■ EXERCISE PROMPT: Rewrite the entries below, starting with the line containing "Note: mark the striped" and continuing through the line containing "pixel 135 289", swapping "street sign" for "road sign" and leaving all else unchanged.

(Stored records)
========================
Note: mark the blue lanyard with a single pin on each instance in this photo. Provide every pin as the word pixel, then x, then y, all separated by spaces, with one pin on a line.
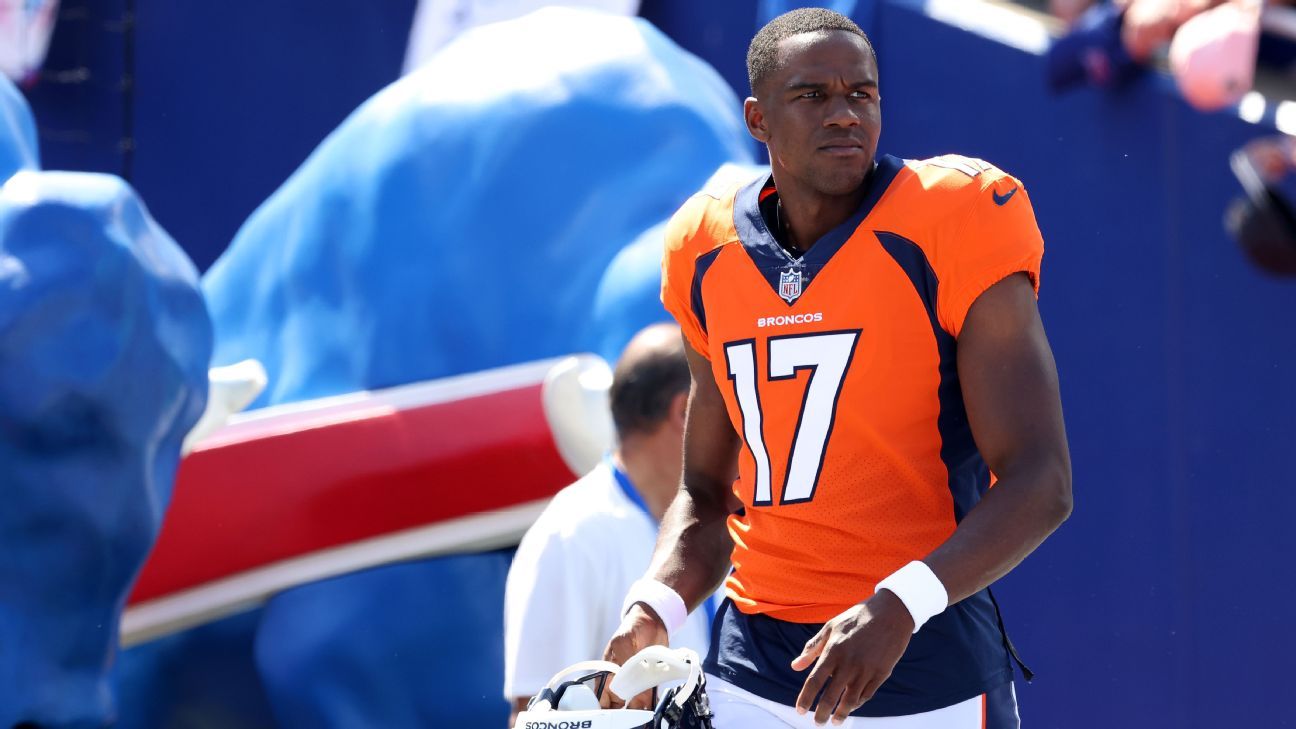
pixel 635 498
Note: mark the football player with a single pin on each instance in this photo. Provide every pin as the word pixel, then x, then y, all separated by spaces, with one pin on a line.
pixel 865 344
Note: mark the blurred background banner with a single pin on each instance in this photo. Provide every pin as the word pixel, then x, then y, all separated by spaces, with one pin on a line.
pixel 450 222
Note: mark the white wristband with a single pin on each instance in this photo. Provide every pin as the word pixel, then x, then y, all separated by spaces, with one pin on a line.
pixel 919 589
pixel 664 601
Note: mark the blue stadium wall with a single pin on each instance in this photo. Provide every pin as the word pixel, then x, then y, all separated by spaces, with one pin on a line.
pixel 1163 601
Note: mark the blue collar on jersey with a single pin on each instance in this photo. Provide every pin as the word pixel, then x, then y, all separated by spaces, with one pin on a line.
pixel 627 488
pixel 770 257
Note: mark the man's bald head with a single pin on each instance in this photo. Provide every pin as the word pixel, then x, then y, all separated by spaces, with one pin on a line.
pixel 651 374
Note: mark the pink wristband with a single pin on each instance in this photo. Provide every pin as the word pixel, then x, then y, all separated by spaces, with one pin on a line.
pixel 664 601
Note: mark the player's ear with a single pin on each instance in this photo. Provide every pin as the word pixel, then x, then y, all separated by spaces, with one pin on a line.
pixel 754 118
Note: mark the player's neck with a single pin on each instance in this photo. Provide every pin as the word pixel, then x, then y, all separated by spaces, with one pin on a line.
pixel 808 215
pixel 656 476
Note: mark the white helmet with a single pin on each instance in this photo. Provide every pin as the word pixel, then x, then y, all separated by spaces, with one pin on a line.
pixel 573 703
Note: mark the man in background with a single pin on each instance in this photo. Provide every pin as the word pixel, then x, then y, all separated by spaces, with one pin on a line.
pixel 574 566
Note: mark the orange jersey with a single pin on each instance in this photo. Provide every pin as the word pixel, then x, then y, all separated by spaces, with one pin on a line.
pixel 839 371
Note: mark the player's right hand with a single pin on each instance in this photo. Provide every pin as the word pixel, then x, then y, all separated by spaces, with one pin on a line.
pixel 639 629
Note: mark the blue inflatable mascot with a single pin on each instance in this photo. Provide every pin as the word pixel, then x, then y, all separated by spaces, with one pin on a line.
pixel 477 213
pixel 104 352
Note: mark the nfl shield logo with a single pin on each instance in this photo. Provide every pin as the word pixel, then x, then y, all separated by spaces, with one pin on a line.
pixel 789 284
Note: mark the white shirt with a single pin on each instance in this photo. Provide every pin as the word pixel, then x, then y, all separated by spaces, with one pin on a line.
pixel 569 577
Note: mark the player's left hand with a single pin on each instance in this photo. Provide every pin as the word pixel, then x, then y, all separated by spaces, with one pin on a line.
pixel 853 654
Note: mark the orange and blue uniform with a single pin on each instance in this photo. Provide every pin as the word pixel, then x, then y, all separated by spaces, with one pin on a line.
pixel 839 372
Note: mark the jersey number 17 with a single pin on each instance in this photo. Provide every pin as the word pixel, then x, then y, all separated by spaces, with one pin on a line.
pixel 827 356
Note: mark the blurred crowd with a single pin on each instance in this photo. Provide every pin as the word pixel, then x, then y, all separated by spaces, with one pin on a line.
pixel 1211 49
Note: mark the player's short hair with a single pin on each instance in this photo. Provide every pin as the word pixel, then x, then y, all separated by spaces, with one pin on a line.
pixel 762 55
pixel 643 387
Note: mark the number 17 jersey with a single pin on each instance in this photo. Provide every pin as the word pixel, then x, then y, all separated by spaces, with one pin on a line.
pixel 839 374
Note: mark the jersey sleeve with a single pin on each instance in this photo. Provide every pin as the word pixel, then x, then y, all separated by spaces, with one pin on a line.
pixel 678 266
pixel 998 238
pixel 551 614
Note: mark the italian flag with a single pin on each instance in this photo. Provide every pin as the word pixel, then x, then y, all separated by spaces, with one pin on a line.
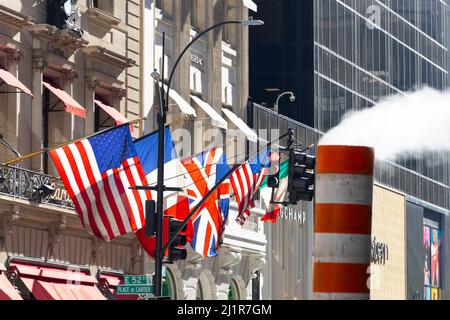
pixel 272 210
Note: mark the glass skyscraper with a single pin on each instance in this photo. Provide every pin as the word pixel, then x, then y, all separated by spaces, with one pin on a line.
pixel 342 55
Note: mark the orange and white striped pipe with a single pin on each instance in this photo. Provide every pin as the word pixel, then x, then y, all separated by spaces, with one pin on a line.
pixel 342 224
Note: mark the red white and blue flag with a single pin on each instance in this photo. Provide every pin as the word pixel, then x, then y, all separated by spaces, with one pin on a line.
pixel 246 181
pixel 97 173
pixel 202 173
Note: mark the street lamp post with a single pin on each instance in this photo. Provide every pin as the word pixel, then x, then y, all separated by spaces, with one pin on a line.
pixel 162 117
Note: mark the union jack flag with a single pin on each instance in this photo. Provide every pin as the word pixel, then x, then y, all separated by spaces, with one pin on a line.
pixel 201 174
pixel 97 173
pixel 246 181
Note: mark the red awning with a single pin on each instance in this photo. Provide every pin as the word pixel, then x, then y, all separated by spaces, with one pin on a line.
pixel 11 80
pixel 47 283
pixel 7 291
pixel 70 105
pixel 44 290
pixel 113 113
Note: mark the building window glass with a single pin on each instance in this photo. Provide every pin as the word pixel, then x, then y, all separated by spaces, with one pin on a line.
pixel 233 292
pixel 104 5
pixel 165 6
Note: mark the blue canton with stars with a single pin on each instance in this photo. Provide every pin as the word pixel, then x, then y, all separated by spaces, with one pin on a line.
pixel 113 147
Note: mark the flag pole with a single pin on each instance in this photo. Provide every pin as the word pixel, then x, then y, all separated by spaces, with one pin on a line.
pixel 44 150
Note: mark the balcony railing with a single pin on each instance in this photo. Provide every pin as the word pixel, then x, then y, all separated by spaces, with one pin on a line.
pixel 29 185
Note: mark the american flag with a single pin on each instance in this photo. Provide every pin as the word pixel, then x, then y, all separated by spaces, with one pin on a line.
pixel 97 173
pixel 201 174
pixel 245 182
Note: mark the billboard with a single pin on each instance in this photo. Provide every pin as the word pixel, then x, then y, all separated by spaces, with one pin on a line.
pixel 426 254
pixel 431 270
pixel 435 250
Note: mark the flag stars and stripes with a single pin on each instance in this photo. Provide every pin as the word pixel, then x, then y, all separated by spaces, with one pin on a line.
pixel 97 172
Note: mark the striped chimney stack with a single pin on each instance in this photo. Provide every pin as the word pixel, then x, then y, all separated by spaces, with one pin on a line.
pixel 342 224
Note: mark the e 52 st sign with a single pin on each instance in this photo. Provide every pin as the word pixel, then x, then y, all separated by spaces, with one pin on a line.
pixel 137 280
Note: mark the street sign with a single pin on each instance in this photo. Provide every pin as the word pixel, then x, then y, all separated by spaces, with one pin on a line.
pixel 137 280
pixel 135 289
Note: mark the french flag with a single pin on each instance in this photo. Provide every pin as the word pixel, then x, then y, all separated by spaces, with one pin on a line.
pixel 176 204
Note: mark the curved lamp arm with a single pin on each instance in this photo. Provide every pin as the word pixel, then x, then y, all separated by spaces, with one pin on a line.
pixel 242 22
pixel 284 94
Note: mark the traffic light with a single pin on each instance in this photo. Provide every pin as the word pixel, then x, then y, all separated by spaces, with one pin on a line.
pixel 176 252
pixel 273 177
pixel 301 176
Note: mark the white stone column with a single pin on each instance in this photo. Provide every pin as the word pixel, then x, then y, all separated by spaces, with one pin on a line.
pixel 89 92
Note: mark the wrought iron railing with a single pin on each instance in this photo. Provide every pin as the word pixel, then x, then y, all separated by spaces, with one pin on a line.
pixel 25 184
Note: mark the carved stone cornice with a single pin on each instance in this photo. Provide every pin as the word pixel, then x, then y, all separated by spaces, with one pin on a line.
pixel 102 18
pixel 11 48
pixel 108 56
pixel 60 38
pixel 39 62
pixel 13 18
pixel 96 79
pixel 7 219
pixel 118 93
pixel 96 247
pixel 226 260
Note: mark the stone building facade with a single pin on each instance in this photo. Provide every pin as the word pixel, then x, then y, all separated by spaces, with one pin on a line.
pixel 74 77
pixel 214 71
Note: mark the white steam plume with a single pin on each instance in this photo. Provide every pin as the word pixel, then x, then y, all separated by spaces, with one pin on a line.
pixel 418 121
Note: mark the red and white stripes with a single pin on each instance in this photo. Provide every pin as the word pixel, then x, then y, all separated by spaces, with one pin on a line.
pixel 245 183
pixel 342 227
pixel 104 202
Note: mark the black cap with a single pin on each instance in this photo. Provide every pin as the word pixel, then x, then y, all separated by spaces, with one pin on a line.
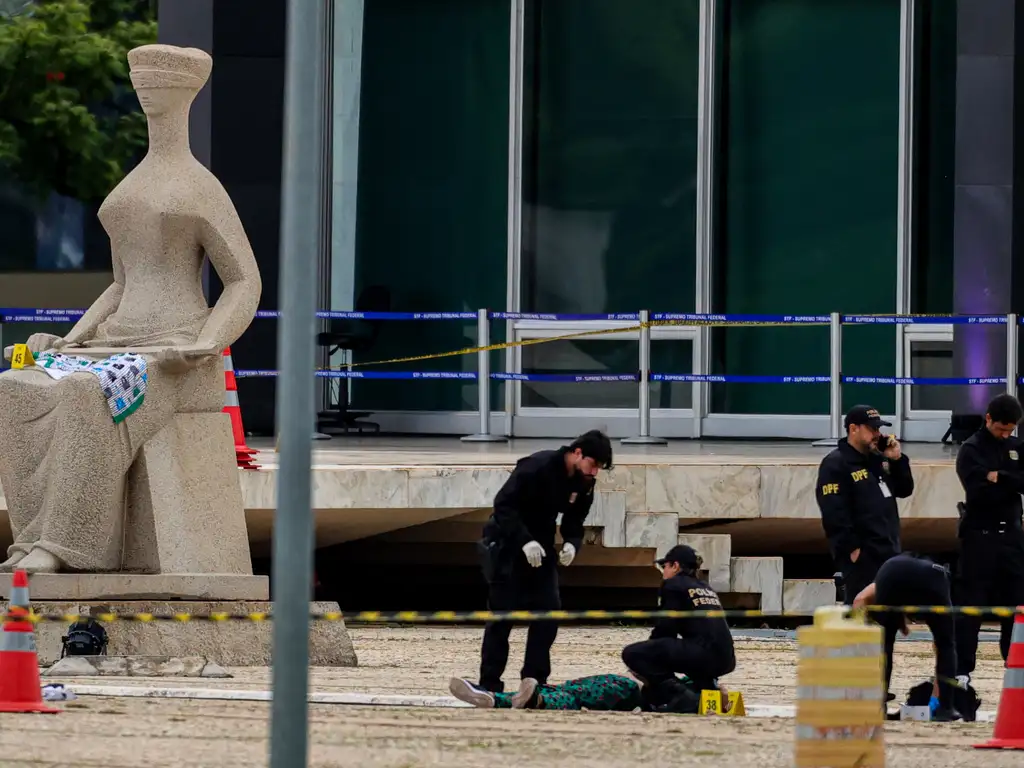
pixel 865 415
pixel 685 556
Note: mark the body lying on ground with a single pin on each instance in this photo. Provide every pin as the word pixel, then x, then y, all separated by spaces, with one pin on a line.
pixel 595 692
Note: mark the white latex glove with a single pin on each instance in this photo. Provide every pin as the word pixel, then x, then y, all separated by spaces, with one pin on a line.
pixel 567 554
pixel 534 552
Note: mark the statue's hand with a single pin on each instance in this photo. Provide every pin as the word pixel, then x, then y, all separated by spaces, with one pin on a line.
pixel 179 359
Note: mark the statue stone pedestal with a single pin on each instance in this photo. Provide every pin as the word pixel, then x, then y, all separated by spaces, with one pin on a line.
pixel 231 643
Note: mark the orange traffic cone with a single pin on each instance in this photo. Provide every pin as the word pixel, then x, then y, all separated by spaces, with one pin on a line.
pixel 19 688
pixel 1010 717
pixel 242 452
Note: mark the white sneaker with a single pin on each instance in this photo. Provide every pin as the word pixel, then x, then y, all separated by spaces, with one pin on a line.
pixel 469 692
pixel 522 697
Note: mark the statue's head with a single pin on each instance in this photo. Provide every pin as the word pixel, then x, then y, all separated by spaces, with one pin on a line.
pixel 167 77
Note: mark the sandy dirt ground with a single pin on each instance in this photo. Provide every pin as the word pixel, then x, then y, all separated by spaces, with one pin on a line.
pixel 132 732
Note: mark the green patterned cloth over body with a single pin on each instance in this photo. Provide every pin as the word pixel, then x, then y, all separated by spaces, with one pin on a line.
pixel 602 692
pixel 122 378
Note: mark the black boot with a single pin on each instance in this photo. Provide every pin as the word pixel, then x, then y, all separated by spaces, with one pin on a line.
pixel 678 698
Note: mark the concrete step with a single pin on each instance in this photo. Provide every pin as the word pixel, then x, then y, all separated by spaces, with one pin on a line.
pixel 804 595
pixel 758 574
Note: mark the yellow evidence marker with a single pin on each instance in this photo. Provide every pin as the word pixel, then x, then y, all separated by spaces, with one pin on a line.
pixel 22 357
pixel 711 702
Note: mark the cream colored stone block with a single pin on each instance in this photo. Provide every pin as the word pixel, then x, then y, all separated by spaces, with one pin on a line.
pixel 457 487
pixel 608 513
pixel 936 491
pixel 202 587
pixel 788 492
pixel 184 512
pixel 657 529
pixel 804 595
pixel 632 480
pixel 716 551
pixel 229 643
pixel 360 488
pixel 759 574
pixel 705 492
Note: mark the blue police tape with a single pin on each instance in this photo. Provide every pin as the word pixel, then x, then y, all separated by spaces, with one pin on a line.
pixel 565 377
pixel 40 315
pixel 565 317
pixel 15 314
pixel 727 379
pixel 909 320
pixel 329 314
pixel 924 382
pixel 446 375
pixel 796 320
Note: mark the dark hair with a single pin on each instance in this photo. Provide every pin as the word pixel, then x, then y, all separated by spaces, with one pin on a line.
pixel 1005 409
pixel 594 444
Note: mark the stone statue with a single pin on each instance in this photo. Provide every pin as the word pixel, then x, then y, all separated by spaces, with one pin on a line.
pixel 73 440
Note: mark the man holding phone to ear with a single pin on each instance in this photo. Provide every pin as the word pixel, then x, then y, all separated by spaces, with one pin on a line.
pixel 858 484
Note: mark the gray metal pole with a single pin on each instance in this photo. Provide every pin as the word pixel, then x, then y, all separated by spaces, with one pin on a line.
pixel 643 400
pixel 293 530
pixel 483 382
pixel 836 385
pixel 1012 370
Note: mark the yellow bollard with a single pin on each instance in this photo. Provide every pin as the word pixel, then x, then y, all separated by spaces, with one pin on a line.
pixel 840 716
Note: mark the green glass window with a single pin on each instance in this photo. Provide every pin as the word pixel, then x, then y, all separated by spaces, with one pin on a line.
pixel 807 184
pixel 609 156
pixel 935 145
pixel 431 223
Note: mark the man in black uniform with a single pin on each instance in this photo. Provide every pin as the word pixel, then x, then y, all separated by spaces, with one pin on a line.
========================
■ ANSWER TO THE EXERCISE:
Note: mark the striped chimney stack with a single pin on each instance in this photo. Provide every pin as the word pixel, then x, then y, all separated by spaces, with one pin on a line.
pixel 342 224
Note: mark the e 52 st sign with a single pin on each instance in this photo. Provide every pin as the word pixel, then x, then y, all separated by spaces, with one pin on a line.
pixel 137 280
Note: mark the road sign with a single pin on each instance in this photo. Provide every pin as the word pixel, then x, then y, all separated by spaces, with one pin on a line.
pixel 137 280
pixel 135 289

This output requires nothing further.